◆ **AIM**
Leave the pictures out and reproduce, exactly, the lines from the one with "compact like (288,480)." through the end of the entries below.

[Entries from a pointing dataset]
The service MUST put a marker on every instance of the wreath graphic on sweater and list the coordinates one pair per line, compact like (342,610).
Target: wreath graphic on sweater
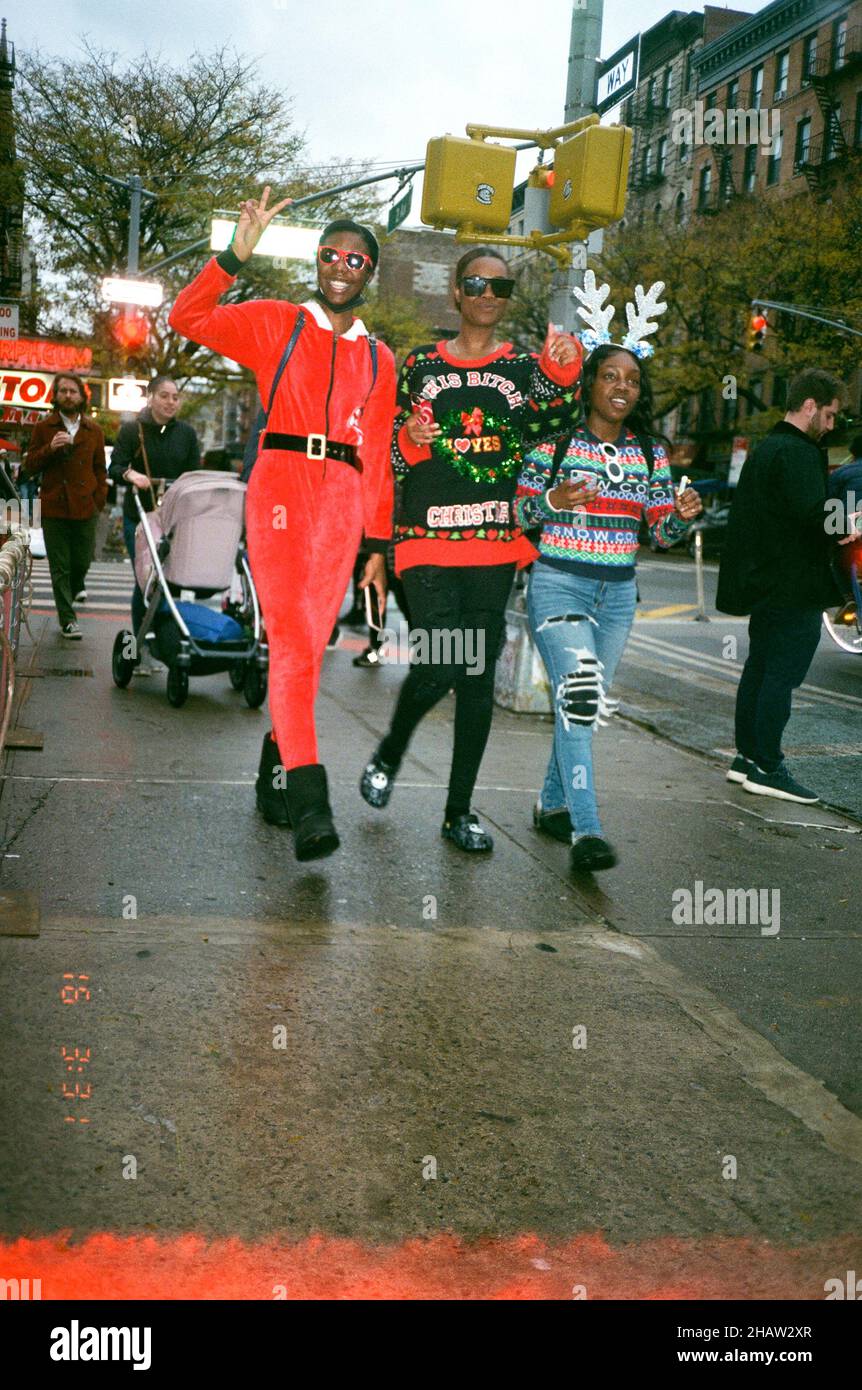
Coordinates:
(463,430)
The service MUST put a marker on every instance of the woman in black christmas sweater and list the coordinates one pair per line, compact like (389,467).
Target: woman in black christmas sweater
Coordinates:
(469,409)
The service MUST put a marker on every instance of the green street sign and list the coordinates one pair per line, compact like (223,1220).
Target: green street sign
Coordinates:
(399,210)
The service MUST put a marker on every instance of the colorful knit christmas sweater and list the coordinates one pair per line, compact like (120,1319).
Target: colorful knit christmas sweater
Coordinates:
(602,542)
(458,494)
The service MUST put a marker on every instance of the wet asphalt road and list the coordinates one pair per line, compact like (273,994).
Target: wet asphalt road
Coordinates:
(285,1048)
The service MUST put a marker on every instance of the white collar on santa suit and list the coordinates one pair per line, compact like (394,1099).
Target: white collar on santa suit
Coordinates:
(356,330)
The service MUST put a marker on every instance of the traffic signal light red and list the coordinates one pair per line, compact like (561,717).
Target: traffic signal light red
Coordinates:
(757,332)
(131,331)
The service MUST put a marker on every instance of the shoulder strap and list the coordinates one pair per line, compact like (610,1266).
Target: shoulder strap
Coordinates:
(285,357)
(559,453)
(645,442)
(373,350)
(146,462)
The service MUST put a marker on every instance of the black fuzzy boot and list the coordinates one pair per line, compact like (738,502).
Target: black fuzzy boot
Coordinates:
(307,799)
(271,801)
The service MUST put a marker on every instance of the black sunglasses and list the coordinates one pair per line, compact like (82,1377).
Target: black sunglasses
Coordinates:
(474,285)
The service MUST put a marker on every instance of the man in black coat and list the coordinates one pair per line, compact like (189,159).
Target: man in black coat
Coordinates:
(171,448)
(776,567)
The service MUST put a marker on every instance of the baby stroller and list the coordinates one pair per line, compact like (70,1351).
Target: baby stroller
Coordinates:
(186,552)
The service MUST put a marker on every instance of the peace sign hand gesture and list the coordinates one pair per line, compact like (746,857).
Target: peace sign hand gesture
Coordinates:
(253,221)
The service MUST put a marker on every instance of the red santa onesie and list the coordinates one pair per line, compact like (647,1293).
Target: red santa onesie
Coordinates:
(306,510)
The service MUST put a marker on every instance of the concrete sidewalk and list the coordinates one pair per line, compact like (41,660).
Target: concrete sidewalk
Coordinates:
(434,1073)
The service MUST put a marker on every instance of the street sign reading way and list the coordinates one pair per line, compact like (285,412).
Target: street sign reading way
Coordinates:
(617,77)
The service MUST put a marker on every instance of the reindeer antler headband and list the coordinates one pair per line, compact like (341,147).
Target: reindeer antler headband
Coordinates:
(638,314)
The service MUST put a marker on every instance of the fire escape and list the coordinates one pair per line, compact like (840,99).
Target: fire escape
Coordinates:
(823,79)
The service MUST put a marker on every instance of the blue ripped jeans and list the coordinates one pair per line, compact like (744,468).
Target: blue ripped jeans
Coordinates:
(580,627)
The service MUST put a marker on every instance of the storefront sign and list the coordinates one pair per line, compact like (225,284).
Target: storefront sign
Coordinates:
(9,321)
(25,388)
(15,416)
(43,355)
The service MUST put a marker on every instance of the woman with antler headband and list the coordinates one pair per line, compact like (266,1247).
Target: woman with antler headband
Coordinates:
(588,496)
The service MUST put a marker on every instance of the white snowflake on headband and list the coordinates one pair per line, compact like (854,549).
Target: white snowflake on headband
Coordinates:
(645,307)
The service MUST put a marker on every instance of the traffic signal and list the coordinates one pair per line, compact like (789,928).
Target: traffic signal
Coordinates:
(131,331)
(591,177)
(467,184)
(757,332)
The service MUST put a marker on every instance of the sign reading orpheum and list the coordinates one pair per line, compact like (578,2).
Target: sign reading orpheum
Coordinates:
(45,355)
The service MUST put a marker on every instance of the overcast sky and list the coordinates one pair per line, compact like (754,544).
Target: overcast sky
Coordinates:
(370,79)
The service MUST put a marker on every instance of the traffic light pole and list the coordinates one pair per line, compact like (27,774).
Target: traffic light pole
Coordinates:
(584,49)
(804,313)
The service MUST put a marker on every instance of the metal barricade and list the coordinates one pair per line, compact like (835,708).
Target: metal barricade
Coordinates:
(15,566)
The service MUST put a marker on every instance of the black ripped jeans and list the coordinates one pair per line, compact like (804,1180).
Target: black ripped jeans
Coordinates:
(456,630)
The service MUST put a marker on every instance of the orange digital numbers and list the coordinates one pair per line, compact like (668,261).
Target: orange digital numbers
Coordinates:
(75,1058)
(75,988)
(74,993)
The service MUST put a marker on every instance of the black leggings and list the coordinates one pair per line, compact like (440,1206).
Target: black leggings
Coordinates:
(456,630)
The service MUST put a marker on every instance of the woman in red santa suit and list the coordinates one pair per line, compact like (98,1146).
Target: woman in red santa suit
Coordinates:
(321,478)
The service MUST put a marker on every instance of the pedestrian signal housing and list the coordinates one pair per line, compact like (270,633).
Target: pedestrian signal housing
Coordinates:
(591,177)
(467,184)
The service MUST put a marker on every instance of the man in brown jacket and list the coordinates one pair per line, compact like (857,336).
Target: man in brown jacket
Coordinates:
(67,449)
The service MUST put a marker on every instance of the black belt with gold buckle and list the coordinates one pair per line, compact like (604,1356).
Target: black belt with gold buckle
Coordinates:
(314,446)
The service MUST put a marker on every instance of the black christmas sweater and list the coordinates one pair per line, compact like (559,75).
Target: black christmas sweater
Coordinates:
(456,498)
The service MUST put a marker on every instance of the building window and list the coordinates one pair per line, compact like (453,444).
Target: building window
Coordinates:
(782,70)
(802,141)
(704,188)
(839,42)
(750,168)
(809,57)
(773,164)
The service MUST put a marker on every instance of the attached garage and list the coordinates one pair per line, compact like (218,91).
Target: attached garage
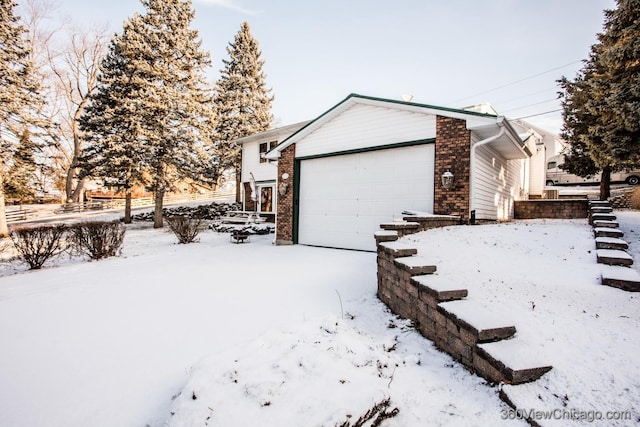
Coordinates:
(366,160)
(344,198)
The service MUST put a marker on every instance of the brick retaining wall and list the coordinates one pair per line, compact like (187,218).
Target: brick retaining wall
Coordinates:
(561,209)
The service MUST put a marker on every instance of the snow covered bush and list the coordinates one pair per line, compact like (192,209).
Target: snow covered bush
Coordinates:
(35,245)
(186,229)
(97,239)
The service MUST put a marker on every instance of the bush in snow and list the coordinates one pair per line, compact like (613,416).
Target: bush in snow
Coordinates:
(97,239)
(186,229)
(35,245)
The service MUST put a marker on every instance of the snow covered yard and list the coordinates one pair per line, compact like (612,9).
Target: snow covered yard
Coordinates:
(216,333)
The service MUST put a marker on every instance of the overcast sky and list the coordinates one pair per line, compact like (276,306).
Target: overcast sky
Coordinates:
(451,53)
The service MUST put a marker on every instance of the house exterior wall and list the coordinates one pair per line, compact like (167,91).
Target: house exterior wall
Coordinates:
(538,167)
(498,183)
(285,207)
(251,162)
(364,126)
(453,142)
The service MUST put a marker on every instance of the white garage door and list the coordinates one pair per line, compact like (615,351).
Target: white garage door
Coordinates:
(345,198)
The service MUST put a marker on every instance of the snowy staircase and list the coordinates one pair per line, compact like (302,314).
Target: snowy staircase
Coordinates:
(611,249)
(469,332)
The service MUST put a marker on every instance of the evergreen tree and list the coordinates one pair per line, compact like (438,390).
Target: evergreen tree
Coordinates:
(242,100)
(18,92)
(150,120)
(602,105)
(21,180)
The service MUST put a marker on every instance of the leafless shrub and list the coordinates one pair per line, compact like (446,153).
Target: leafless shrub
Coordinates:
(186,229)
(97,239)
(35,245)
(376,415)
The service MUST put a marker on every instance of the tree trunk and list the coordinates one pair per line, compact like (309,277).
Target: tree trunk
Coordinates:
(157,213)
(4,228)
(605,183)
(77,192)
(238,189)
(127,206)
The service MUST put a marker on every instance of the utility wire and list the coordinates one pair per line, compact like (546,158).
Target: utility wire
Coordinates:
(530,105)
(515,82)
(539,114)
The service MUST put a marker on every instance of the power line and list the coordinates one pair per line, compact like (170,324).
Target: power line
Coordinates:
(539,114)
(515,82)
(530,105)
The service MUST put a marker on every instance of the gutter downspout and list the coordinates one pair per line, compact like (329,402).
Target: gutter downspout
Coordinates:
(472,161)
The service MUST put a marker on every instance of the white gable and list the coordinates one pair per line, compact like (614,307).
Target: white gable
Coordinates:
(362,126)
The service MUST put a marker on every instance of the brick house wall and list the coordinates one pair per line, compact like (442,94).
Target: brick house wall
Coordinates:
(249,204)
(452,153)
(284,229)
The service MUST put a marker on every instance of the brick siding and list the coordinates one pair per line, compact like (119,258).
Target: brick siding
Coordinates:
(453,153)
(284,228)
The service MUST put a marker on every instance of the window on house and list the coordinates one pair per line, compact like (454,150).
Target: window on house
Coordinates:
(266,199)
(265,147)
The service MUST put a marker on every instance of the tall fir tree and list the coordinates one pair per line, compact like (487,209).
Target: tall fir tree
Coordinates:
(242,100)
(150,120)
(601,107)
(19,99)
(21,182)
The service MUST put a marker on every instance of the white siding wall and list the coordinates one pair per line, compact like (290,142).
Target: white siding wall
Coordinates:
(364,126)
(538,171)
(251,163)
(498,183)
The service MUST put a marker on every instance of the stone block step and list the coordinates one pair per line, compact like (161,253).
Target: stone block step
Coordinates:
(613,257)
(623,278)
(386,236)
(415,265)
(603,217)
(600,209)
(399,225)
(517,360)
(398,249)
(611,243)
(482,323)
(605,224)
(608,232)
(440,291)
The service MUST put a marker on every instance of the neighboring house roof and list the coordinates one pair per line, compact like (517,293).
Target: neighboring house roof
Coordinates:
(272,133)
(511,145)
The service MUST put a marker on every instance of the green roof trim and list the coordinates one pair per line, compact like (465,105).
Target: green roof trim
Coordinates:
(414,104)
(376,99)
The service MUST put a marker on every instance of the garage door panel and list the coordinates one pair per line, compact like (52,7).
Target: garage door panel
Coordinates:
(344,199)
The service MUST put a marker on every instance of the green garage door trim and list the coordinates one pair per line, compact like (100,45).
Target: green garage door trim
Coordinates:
(297,173)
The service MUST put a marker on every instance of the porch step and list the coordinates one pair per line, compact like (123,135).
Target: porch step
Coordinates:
(385,236)
(398,249)
(515,359)
(484,325)
(415,265)
(605,224)
(613,257)
(611,243)
(601,209)
(399,225)
(441,292)
(608,232)
(603,217)
(623,278)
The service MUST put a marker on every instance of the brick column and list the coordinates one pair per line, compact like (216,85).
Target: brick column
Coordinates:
(284,212)
(453,153)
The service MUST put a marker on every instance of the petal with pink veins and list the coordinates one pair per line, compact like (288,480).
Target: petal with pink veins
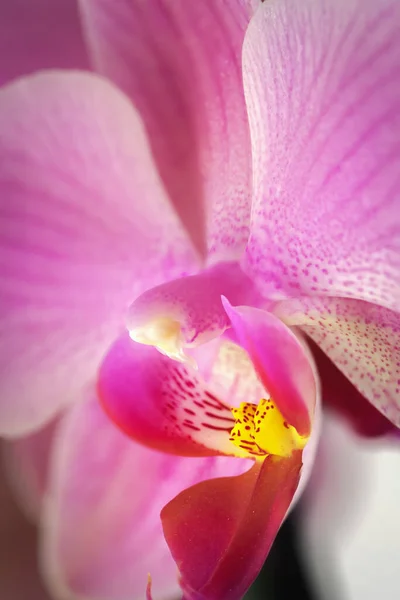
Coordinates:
(322,83)
(281,361)
(40,34)
(102,532)
(180,62)
(166,405)
(243,513)
(85,227)
(362,339)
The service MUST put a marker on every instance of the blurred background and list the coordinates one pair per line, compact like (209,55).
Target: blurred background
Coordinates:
(342,542)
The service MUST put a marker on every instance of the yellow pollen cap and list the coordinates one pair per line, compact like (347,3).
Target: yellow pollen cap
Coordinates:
(261,430)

◆ **TASK OUTPUT**
The service MUST put a marker on every instance of the petal with pink veins and list the coordinates one pair per line, compact like (288,480).
Target: petal with pink veins
Coordinates:
(322,83)
(281,361)
(40,34)
(102,532)
(180,62)
(166,405)
(243,513)
(85,227)
(362,339)
The service MUST put a marker on every instance of the blurred background and list the coordinates one pair per line, compact like (209,55).
Target: blurred background
Coordinates:
(342,542)
The service MUST put a marker on every instance of the yellow pollen cap and list the coordinates one pair per line, compact like (347,3).
Target: yellow pollen cap
Coordinates:
(261,430)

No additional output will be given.